(Entries on locating named things)
──────────
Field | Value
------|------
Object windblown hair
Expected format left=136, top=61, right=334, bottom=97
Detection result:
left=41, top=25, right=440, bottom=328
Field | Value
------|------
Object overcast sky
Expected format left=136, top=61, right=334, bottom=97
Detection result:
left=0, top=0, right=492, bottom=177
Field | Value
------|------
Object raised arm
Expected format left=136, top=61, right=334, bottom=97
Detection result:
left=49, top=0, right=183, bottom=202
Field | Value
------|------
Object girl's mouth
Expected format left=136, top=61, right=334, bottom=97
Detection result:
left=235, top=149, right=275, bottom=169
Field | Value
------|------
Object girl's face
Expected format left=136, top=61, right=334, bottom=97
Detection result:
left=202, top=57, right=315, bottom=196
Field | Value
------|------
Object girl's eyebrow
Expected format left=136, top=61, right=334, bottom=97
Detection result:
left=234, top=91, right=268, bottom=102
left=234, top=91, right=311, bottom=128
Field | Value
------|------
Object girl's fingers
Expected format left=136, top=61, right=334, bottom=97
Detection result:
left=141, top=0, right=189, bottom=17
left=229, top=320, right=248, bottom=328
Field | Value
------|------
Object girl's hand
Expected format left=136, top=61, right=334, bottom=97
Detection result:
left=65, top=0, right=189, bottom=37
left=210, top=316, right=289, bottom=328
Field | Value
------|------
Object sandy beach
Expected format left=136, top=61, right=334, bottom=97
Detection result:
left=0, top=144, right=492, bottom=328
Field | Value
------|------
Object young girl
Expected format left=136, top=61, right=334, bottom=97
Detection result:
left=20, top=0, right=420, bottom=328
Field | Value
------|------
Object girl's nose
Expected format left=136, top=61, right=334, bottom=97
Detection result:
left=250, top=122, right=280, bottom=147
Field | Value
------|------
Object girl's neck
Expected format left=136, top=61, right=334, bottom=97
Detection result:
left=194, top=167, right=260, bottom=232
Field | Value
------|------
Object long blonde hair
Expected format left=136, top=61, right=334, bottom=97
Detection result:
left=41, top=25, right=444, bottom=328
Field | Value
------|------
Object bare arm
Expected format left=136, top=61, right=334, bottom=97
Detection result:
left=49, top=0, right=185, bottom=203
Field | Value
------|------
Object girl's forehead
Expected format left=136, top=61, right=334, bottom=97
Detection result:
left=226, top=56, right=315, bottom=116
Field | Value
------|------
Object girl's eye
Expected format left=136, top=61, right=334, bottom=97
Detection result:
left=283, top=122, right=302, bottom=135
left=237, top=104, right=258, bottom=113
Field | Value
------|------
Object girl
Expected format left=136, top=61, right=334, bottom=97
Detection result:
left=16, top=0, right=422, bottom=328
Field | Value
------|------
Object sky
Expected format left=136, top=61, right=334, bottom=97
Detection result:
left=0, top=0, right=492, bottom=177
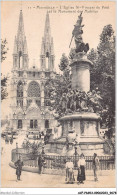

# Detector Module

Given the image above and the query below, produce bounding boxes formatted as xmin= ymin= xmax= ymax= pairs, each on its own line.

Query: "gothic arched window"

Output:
xmin=17 ymin=81 xmax=23 ymax=97
xmin=28 ymin=81 xmax=40 ymax=97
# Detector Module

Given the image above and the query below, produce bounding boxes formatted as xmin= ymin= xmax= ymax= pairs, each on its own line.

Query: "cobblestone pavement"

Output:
xmin=1 ymin=136 xmax=115 ymax=188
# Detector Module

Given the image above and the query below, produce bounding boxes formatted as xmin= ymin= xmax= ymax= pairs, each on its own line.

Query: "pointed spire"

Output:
xmin=41 ymin=37 xmax=44 ymax=55
xmin=13 ymin=36 xmax=17 ymax=54
xmin=44 ymin=12 xmax=51 ymax=39
xmin=40 ymin=12 xmax=54 ymax=71
xmin=13 ymin=10 xmax=28 ymax=69
xmin=24 ymin=36 xmax=28 ymax=54
xmin=51 ymin=37 xmax=54 ymax=55
xmin=17 ymin=10 xmax=25 ymax=41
──────────
## STATED TASK
Working from the lines above, reproduce the material exactly and exclude its pictures.

## SOLVED EXERCISE
Field | Value
------|------
Object windblown hair
Expected format left=136, top=61, right=334, bottom=97
Detection result:
left=41, top=25, right=440, bottom=328
Field | Value
------|------
Object overcast sky
Expected format left=136, top=61, right=334, bottom=97
Detection result:
left=0, top=0, right=492, bottom=177
Field | Value
------|------
Object raised arm
Expected format left=136, top=61, right=334, bottom=97
Detection result:
left=49, top=0, right=183, bottom=202
Field | Value
------|------
Object girl's mouth
Expected format left=136, top=61, right=334, bottom=97
Detection result:
left=235, top=149, right=275, bottom=169
Field | Value
------|------
Object girl's face
Expected format left=136, top=61, right=334, bottom=97
Detection result:
left=202, top=57, right=315, bottom=196
Field | Value
------|------
Object girl's eyebrow
Expected format left=136, top=61, right=334, bottom=97
Detection result:
left=234, top=91, right=268, bottom=102
left=234, top=91, right=311, bottom=128
Field | Value
------|------
Object girl's fingers
Expected format left=136, top=61, right=334, bottom=97
Detection result:
left=141, top=0, right=189, bottom=17
left=229, top=320, right=248, bottom=328
Field | Value
------|------
Object girl's hand
Expected format left=136, top=61, right=334, bottom=97
Detection result:
left=65, top=0, right=189, bottom=37
left=210, top=316, right=289, bottom=328
Field | Value
------|------
Object sandy beach
Expected format left=136, top=61, right=334, bottom=97
Detection result:
left=0, top=144, right=492, bottom=328
Field | Value
------|------
Object young girl
Expected format left=136, top=61, right=334, bottom=97
Detection result:
left=20, top=0, right=420, bottom=328
Field | Value
------|------
Object girl's nose
Expected format left=136, top=61, right=334, bottom=97
Detection result:
left=250, top=122, right=280, bottom=147
Field | Value
------|------
Object girl's neck
Expected format left=136, top=61, right=334, bottom=97
Detection result:
left=194, top=167, right=260, bottom=232
Field | Value
------|------
Object long blonde hair
Expected format left=136, top=61, right=334, bottom=97
Detection result:
left=41, top=25, right=444, bottom=328
Field | Value
------|------
Object bare arm
Expected format left=136, top=61, right=334, bottom=97
Detection result:
left=49, top=0, right=185, bottom=203
Field | Value
------|------
Object girl's forehead
Expected format left=136, top=61, right=334, bottom=97
Detection result:
left=226, top=56, right=315, bottom=116
Field | Value
------|------
Object girl's eye
Expected format left=136, top=61, right=334, bottom=97
Detection result:
left=283, top=122, right=302, bottom=135
left=237, top=104, right=258, bottom=113
Field | Value
------|------
Object girl
Expected format left=136, top=61, right=334, bottom=97
Detection result:
left=16, top=0, right=422, bottom=328
Field | Value
------|------
Object sky
Expected format left=136, top=61, right=334, bottom=97
Detection result:
left=0, top=0, right=492, bottom=177

# Detector Module

Given the image above and the query below, produce bounding boxes formatted as xmin= ymin= xmax= ymax= pairs, each on its own line.

Query: "gothic arched window"

Output:
xmin=17 ymin=81 xmax=23 ymax=97
xmin=28 ymin=81 xmax=40 ymax=97
# Detector Module

Given the image above and the query below, produce bounding boxes formatted as xmin= ymin= xmax= ymax= pairs, each on its own line.

Query: "cobblestone pavement"

Output:
xmin=1 ymin=136 xmax=115 ymax=188
# Detector Module

Given the image above and the query below, produce bounding boxes formatted as xmin= ymin= xmax= ymax= pairs, each on its own line.

Query: "pointed spire"

Output:
xmin=41 ymin=37 xmax=44 ymax=55
xmin=13 ymin=36 xmax=17 ymax=54
xmin=44 ymin=12 xmax=51 ymax=39
xmin=40 ymin=12 xmax=54 ymax=71
xmin=13 ymin=10 xmax=28 ymax=69
xmin=24 ymin=36 xmax=28 ymax=54
xmin=51 ymin=37 xmax=54 ymax=55
xmin=17 ymin=10 xmax=25 ymax=41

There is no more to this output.